Task goal => Write out the data again from its first line through the line containing "533 326 L 535", swapping "reply" for "response" and changing nothing else. Leave the pictures out.

Record set =>
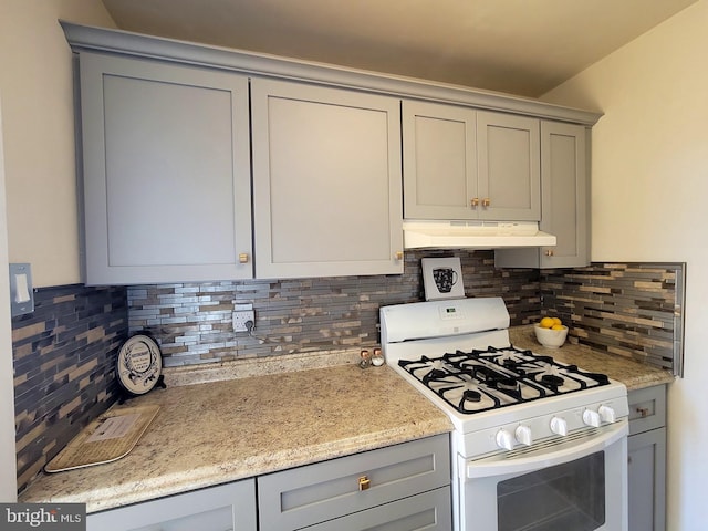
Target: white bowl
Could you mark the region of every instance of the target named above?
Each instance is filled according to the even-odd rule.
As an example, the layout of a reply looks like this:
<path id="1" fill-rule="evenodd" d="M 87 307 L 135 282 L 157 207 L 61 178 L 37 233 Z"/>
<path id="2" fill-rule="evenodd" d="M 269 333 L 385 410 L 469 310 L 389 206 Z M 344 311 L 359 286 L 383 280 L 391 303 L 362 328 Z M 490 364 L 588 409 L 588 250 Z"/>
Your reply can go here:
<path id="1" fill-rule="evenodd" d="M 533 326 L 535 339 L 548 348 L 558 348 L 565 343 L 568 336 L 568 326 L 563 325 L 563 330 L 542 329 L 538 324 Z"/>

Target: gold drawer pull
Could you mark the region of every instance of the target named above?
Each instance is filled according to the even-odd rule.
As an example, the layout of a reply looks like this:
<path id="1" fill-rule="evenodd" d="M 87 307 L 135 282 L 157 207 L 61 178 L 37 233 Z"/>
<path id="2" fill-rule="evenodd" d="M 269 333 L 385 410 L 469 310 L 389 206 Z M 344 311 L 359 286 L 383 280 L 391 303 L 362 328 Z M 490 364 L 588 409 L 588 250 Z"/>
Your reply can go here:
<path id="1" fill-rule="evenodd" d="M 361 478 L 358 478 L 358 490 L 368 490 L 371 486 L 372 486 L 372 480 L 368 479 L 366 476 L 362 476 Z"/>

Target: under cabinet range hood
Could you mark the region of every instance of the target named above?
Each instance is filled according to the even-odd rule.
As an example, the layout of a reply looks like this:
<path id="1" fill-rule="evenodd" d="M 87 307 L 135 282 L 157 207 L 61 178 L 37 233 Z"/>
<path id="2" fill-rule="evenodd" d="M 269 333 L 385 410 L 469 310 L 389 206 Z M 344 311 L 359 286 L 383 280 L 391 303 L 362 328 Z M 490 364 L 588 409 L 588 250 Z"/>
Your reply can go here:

In response =>
Target: white bowl
Could you mark the region of every instance of the target named above?
Each instance is filled according to the even-odd rule.
As an example, the layout of a response looks like this:
<path id="1" fill-rule="evenodd" d="M 87 307 L 135 282 L 157 207 L 61 178 L 37 233 Z"/>
<path id="2" fill-rule="evenodd" d="M 269 333 L 385 410 L 469 310 L 389 206 Z M 344 311 L 359 286 L 383 280 L 391 303 L 362 328 Z M 490 364 L 588 409 L 588 250 Z"/>
Your response can go here:
<path id="1" fill-rule="evenodd" d="M 533 326 L 535 339 L 548 348 L 558 348 L 565 343 L 568 336 L 568 326 L 563 325 L 563 330 L 542 329 L 538 324 Z"/>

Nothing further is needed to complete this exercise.